## [Quoted passage]
○ ○ ○ ○
I was watching this video over here (https://www.youtube.com/watch?v=UBiaLq5V7mE) that discussed a Non-Parametric based Bayesian approach for deciding the number of clusters in a dataset.
Essentially, the Dirichlet Probability Distribution can be used to simulate "customers entering a restaurant and deciding whether to sit at empty table vs. a non-empty table relative to current seating arrangement at the restaurant" (Chinese Restaurant Process). In this analogy, individual data points are considered as "customers", and the number of clusters are considered as "tables" - individual data points are probabilistically assigned to existing or new clusters in such a way that so that total number of clusters does not need to be specified in the beginning.
My Question: What are the advantages of doing this compared to the standard methods used to decide the number of clusters such as a "elbow plot" or a "silhouette plot"?
Does anyone know why such complicated Bayesian Non-Parametric methods (Dirichlet Distribution via Chinese Restaurant Process) need to be used to infer the true number of clusters in a dataset, compared to the more standard methods?
Are these Bayesian Non-Parametric methods more "powerful" in higher dimensional data compared to the standard methods? Do the Bayesian Non-Parametric methods allow you to place "probabilistic uncertainty" on the number of clusters? Do the Bayesian Non-Parametric methods attempt to better account for the fact that new data might not belong to any of the existing clusters?
Thanks!
○ ○ ○ ○
## [Data shown]

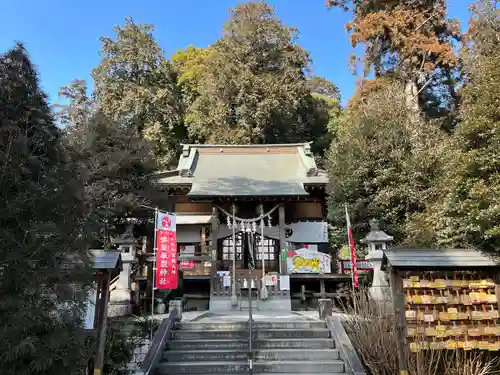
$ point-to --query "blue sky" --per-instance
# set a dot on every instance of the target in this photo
○ ○ ○ ○
In the forum post on Bayesian non-parametric clustering, what do the "customers" and the "tables" stand for in the restaurant analogy?

The customers are individual data points, and the tables are the clusters.